The first of these two typologies is what I call a “Social Ethical Matrix” (see the first accompanying chart). It provides a “macro” or global theoretical framework of ways that religious communities—particularly Christianity—might relate to the various concentric dimensions of public social, political, and cultural life ranging from accommodation to limited cooperation to separation. The second typology is a “Matrix for War and Peace” (see the second accompanying chart), which provides a “micro” or ideological application to specific ethical or moral “trajectories” of war and peace among nations.
The vertical column on the left side of the 9-box chart in the Social Ethical Matrix lists three major academic categories of human interaction in communities: sociological, political, and cultural—or in nominative form: society, government, and personal human interaction. The nine “types” in the three rows of boxes illustrate the intricate relations that obtain among all the types in each matrix. The types in each vertical column are closely related as moral approaches to the various concentric dimensions of social life. The left-hand column reflects a radically inclined choice toward accommodation to the secular world contra religion, while the right-hand column reflects a more anti-world outlook toward what its practitioners deem an irreligious or even anti-religious agenda, leading the neo-sectarians to withdraw as much as possible from government, culture, and society in general.
The middle vertical column contains the “mainstream” for an Eastern Orthodox social ethic, for example, insofar as it attempts a positive, antinomical resolution of the two opposing types on the margins, as it were.
First, the elevated “Church” type in the Sociological trajectory mediates between the more accommodationist and too often indifferent approach of the “Worldly” people of faith and the more “Sect”-like people of faith who wish to keep a good distance from society to avoid the risk of sin or even apostasy.
Second, the “Symphonia” type in the Political trajectory (see the middle column)—which I have derived from the history of Eastern Orthodoxy in the ancient Byzantine Empire concept mid-6th century—entails mutual respect and harmonious cooperation between the religious authorities (Patriarchs of the Church of Constantinople) and political authorities (Byzantine emperors and government) with neither institution attempting to dominate the other but, supposedly, acting as “an orchestra” (or symphony—hence the Greek symphonia) for the spiritual and material welfare of all the faithful of the Empire and the Church.
Many centuries later, the Russian Orthodox Church—from its inception in Kievan Rus in AD 988 through all the Russian tsars until St. Nicholas the Royal Passion-Bearer and Martyr was deposed by the atheistic Bolshevist Communists in AD 1917, and since then during the Soviet era until the Communist regime ended with a whimper in 1991, even to the present era under ex-Communist heads-of-state—has attempted to act in the same spirit ofsymphonia even when the state clearly dominated the Church. Nonetheless, I would contend that even that kind of symphonia, which often tilted more toward the state than the Church, was and still is preferable to the two other types in this trajectory.

____

#### What the task asks:
Answer the following from the passage on the Social Ethical Matrix:
(a) What three academic categories of human interaction does the left vertical column of the 9-box chart list?
(b) Which type appears in the middle column of the Political trajectory?
(c) In what year did the Russian Orthodox Church have its inception in Kievan Rus?

Image-grounded pointing data
____

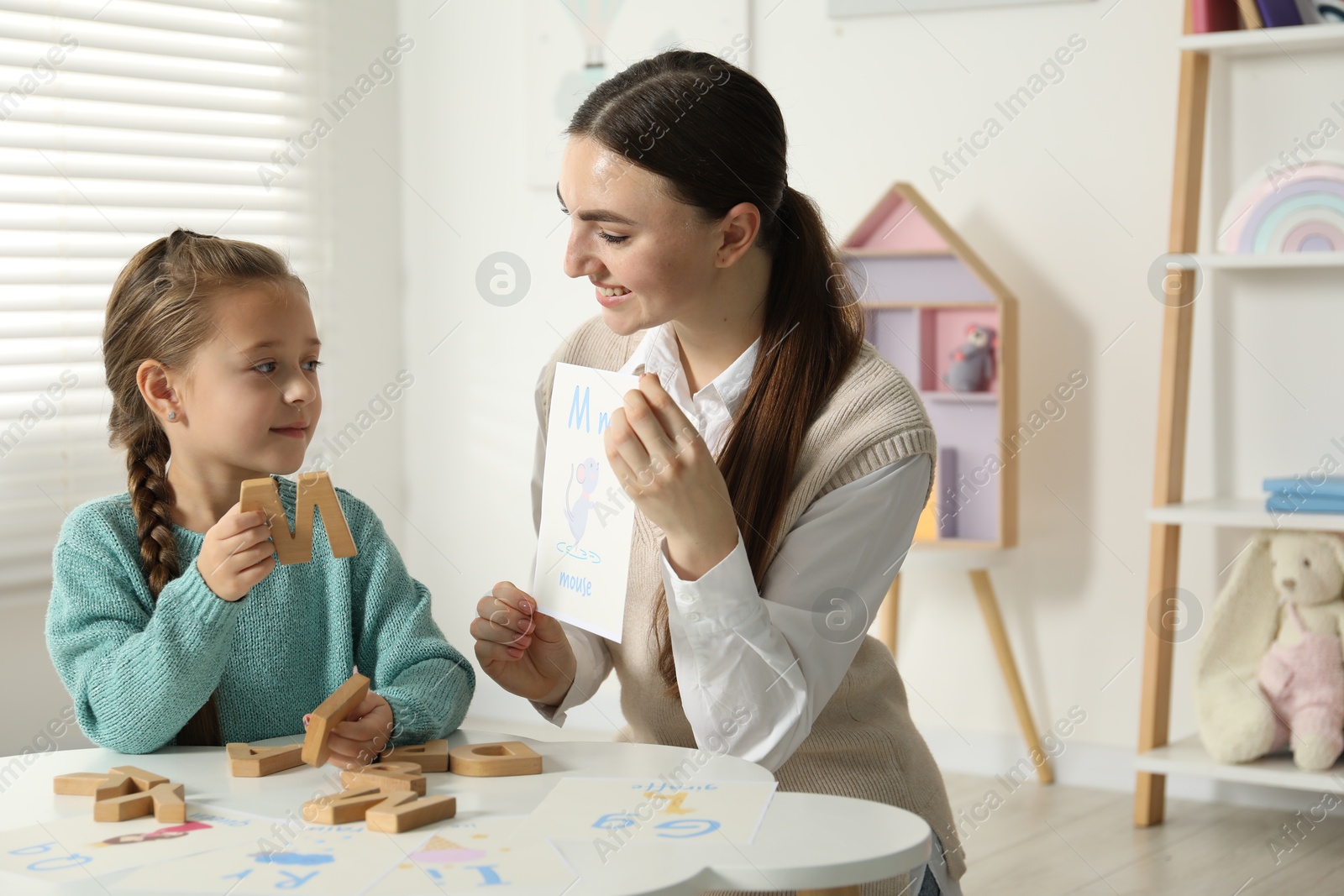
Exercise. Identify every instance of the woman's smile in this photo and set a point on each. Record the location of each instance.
(611, 297)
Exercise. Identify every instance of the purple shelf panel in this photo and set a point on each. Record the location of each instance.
(974, 432)
(917, 278)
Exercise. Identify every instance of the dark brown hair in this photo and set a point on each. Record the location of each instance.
(159, 311)
(717, 136)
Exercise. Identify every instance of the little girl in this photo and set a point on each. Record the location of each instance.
(170, 622)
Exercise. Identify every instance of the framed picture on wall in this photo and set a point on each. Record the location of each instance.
(839, 8)
(575, 45)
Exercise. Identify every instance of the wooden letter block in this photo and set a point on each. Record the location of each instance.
(170, 805)
(259, 762)
(118, 785)
(430, 755)
(495, 761)
(331, 714)
(346, 806)
(82, 783)
(313, 490)
(124, 808)
(165, 799)
(127, 793)
(144, 779)
(402, 815)
(386, 779)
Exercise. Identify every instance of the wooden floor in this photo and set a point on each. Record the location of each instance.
(1050, 841)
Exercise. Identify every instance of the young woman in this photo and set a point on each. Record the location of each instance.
(777, 463)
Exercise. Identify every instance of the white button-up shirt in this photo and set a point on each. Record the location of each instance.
(734, 645)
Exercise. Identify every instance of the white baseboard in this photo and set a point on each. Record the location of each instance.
(988, 754)
(1100, 768)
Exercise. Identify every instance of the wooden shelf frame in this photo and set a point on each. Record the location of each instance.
(1169, 511)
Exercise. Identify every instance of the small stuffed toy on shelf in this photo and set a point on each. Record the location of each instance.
(974, 362)
(1269, 672)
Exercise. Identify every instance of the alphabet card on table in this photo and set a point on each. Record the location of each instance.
(662, 810)
(468, 855)
(77, 849)
(338, 860)
(588, 520)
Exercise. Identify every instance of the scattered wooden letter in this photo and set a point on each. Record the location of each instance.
(127, 793)
(343, 808)
(407, 815)
(387, 777)
(246, 761)
(495, 761)
(430, 755)
(331, 714)
(313, 490)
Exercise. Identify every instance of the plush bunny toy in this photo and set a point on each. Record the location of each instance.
(1269, 672)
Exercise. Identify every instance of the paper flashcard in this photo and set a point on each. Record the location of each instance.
(338, 860)
(654, 810)
(468, 855)
(588, 520)
(76, 849)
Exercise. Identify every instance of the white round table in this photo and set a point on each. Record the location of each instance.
(806, 841)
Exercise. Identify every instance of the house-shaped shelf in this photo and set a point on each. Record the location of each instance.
(924, 289)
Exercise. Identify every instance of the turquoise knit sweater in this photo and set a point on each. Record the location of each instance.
(139, 671)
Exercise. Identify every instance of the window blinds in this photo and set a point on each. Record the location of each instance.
(118, 121)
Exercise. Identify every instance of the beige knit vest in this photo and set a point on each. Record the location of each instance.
(864, 743)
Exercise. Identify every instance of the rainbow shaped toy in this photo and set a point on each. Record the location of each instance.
(1299, 211)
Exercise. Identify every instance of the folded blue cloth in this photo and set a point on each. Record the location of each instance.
(1280, 503)
(1324, 486)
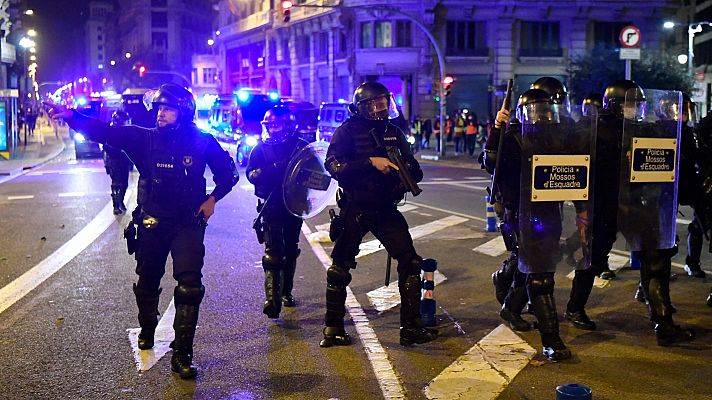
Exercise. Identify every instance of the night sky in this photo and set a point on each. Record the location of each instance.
(60, 48)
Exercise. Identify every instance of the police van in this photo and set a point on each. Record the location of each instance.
(331, 116)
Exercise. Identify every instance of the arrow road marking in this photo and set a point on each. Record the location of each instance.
(390, 384)
(145, 359)
(493, 248)
(484, 371)
(386, 297)
(416, 232)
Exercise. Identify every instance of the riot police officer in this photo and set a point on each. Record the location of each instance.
(276, 227)
(537, 267)
(117, 166)
(646, 205)
(370, 190)
(690, 187)
(171, 159)
(509, 282)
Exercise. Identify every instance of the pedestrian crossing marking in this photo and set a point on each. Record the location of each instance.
(388, 380)
(416, 232)
(386, 297)
(145, 359)
(485, 370)
(493, 248)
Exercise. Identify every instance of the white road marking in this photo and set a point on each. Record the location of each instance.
(485, 370)
(386, 297)
(388, 380)
(24, 284)
(449, 211)
(493, 248)
(25, 197)
(72, 194)
(615, 262)
(145, 359)
(416, 232)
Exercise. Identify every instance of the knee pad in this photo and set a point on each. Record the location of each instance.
(540, 284)
(412, 266)
(272, 261)
(191, 279)
(338, 276)
(190, 295)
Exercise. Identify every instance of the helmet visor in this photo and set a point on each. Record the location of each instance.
(379, 108)
(541, 113)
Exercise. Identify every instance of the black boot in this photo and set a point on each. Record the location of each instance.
(147, 316)
(290, 268)
(580, 292)
(502, 278)
(273, 297)
(116, 203)
(540, 288)
(187, 300)
(512, 309)
(412, 329)
(121, 194)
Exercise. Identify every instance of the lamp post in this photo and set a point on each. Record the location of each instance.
(692, 29)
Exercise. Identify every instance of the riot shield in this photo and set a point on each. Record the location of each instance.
(556, 197)
(308, 186)
(649, 168)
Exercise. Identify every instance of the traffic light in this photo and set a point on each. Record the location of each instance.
(447, 84)
(286, 10)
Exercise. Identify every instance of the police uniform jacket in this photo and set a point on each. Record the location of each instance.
(171, 162)
(347, 160)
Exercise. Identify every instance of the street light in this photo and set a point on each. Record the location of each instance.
(692, 28)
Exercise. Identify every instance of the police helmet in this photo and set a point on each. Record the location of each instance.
(615, 97)
(119, 118)
(178, 97)
(278, 124)
(373, 101)
(536, 106)
(689, 110)
(556, 90)
(593, 101)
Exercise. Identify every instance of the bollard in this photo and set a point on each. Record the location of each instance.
(491, 216)
(573, 391)
(427, 305)
(634, 261)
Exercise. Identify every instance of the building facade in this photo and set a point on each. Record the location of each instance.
(321, 54)
(162, 35)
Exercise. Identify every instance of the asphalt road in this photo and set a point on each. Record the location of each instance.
(67, 336)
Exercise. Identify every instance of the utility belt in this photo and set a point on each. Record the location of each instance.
(149, 222)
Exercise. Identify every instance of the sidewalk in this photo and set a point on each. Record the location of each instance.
(40, 148)
(430, 156)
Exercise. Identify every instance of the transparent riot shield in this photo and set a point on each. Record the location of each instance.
(647, 202)
(308, 186)
(556, 198)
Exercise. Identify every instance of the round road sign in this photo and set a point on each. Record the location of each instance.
(629, 36)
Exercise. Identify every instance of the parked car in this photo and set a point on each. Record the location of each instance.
(225, 120)
(83, 147)
(331, 116)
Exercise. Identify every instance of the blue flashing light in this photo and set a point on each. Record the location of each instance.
(251, 141)
(243, 96)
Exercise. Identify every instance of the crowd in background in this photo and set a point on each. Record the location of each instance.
(462, 128)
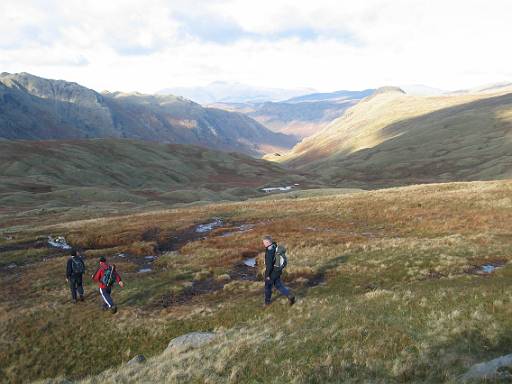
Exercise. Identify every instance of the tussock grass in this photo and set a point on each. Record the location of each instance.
(396, 302)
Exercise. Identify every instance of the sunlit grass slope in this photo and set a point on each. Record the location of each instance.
(392, 139)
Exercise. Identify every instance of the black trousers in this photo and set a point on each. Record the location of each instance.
(75, 285)
(275, 281)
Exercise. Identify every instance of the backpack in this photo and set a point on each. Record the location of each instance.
(281, 260)
(109, 276)
(77, 266)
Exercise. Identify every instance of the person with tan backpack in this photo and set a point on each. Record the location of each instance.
(275, 263)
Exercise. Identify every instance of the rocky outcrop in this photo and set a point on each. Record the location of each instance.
(190, 340)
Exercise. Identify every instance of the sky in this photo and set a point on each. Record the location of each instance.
(148, 45)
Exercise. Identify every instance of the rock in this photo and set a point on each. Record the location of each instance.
(489, 370)
(190, 340)
(139, 359)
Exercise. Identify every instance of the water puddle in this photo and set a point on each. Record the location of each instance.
(487, 268)
(240, 229)
(250, 262)
(274, 189)
(208, 227)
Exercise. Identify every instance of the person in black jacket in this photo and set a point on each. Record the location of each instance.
(75, 270)
(273, 273)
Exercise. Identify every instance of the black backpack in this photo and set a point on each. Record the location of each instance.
(109, 277)
(77, 266)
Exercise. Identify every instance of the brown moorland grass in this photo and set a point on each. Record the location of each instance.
(387, 284)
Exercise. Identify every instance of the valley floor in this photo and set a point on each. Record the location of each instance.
(391, 287)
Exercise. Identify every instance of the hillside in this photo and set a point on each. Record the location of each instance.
(301, 116)
(33, 108)
(86, 178)
(298, 119)
(232, 92)
(392, 138)
(399, 285)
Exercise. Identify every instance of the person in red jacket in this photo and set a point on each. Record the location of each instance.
(106, 276)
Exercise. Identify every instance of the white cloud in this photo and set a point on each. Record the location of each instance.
(324, 44)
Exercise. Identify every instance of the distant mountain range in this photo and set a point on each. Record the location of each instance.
(35, 108)
(301, 116)
(88, 176)
(224, 92)
(392, 138)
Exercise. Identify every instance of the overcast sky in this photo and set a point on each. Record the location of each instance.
(147, 45)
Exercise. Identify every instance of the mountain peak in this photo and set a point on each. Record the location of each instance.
(388, 89)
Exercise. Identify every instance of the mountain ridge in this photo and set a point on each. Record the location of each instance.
(35, 108)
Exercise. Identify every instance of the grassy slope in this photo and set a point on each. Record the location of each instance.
(398, 303)
(392, 138)
(89, 177)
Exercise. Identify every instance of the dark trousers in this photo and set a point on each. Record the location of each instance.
(106, 298)
(75, 285)
(275, 281)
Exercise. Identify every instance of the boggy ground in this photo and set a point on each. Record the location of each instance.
(388, 281)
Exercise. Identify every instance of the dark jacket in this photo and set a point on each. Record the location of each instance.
(98, 276)
(270, 256)
(69, 266)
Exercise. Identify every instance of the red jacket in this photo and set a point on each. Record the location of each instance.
(98, 276)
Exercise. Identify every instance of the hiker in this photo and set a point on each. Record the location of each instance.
(106, 276)
(75, 270)
(275, 262)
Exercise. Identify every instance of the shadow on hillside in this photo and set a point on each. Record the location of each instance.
(459, 143)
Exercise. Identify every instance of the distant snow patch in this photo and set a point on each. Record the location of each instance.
(58, 242)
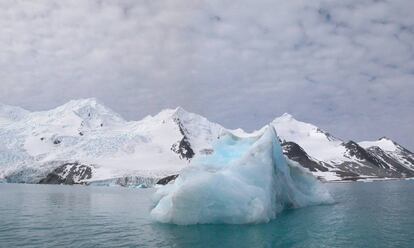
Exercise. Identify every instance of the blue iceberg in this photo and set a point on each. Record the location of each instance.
(245, 180)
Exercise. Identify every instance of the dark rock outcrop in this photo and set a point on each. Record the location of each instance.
(166, 180)
(183, 147)
(296, 153)
(68, 173)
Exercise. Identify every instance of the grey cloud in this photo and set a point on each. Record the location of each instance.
(345, 66)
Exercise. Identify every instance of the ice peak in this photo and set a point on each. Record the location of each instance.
(287, 115)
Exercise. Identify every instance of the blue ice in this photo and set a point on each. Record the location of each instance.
(245, 180)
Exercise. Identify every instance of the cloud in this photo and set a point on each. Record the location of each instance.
(346, 66)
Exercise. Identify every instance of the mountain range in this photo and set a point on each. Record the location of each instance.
(85, 142)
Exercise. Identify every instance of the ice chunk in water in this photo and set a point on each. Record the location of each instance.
(245, 180)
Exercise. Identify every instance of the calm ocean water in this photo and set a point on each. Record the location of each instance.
(377, 214)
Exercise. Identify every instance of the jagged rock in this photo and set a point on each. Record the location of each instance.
(69, 173)
(166, 180)
(183, 147)
(296, 153)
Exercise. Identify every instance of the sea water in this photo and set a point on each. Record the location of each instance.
(376, 214)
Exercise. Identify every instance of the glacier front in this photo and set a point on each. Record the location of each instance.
(244, 180)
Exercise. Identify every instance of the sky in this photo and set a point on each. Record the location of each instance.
(345, 66)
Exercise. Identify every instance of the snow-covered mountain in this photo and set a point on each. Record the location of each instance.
(334, 159)
(86, 134)
(83, 141)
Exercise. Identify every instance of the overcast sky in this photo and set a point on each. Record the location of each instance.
(346, 66)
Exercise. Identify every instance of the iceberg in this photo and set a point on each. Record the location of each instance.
(245, 180)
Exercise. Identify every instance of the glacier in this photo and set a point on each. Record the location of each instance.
(244, 180)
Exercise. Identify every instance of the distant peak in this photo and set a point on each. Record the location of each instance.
(287, 115)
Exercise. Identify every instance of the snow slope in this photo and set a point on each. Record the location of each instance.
(86, 131)
(47, 145)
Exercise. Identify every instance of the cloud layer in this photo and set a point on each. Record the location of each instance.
(345, 66)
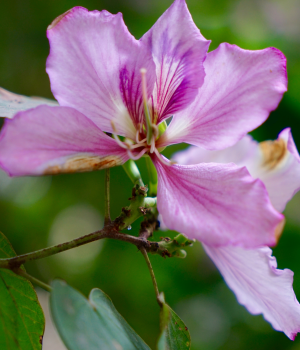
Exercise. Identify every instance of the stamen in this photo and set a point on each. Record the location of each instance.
(152, 145)
(138, 156)
(146, 109)
(166, 162)
(138, 145)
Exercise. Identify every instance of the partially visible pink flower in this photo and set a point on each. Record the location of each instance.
(107, 82)
(252, 274)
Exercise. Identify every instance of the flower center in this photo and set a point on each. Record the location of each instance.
(146, 134)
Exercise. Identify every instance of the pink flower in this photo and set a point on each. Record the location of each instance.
(252, 274)
(107, 82)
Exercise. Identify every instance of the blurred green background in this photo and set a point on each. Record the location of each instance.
(37, 212)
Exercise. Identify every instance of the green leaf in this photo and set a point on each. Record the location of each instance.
(174, 333)
(21, 317)
(92, 323)
(11, 103)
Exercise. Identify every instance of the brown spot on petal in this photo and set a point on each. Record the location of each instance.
(83, 163)
(278, 230)
(273, 152)
(57, 20)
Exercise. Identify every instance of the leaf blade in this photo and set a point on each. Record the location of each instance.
(21, 317)
(90, 324)
(174, 333)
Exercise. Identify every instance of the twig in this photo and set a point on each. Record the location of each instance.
(32, 279)
(107, 219)
(144, 252)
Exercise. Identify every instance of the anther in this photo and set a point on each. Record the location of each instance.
(146, 109)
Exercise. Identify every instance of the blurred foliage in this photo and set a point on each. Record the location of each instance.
(31, 208)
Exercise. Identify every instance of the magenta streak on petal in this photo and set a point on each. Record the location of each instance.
(218, 204)
(240, 89)
(131, 95)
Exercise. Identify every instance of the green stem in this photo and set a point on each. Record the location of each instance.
(32, 279)
(144, 252)
(133, 172)
(107, 219)
(152, 177)
(17, 261)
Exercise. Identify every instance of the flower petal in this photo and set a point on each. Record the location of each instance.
(240, 89)
(278, 166)
(11, 103)
(52, 140)
(94, 66)
(259, 286)
(275, 163)
(216, 204)
(178, 50)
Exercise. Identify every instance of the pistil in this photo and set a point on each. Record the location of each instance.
(146, 108)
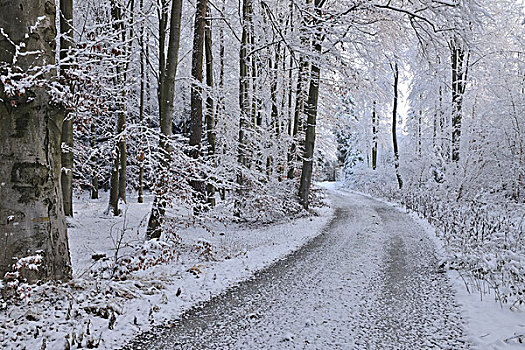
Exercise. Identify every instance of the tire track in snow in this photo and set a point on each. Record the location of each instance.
(369, 281)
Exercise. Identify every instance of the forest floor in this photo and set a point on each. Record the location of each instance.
(96, 309)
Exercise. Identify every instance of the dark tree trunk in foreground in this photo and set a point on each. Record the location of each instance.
(460, 61)
(66, 42)
(196, 73)
(196, 89)
(140, 159)
(31, 209)
(374, 137)
(166, 96)
(210, 113)
(309, 143)
(394, 126)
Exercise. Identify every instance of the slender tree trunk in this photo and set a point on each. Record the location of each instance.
(374, 136)
(210, 113)
(113, 192)
(459, 61)
(311, 113)
(196, 88)
(243, 86)
(66, 42)
(196, 72)
(166, 97)
(31, 207)
(394, 126)
(141, 106)
(94, 164)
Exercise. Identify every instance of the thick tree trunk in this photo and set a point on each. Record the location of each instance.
(394, 126)
(309, 142)
(459, 61)
(166, 97)
(94, 164)
(210, 113)
(244, 103)
(141, 106)
(196, 73)
(374, 137)
(31, 208)
(66, 42)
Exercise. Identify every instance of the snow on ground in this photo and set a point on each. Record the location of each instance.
(92, 311)
(488, 324)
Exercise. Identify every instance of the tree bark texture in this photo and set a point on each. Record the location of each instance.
(459, 60)
(66, 42)
(309, 142)
(32, 218)
(374, 137)
(166, 96)
(196, 73)
(394, 126)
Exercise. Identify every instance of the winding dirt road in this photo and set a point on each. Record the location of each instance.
(369, 281)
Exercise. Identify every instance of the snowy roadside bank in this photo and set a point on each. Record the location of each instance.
(488, 324)
(91, 311)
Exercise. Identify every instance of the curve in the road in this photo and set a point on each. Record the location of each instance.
(369, 281)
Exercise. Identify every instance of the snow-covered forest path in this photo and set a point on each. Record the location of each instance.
(370, 281)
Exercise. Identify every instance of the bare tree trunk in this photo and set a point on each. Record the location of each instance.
(374, 137)
(166, 97)
(210, 113)
(141, 106)
(460, 61)
(66, 42)
(31, 207)
(94, 163)
(394, 125)
(243, 86)
(311, 113)
(196, 72)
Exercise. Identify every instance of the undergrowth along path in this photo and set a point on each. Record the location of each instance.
(370, 281)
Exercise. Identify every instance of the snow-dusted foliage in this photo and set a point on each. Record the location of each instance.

____

#### The completed task:
(a) Sociological, political, and cultural.
(b) The "Symphonia" type.
(c) AD 988.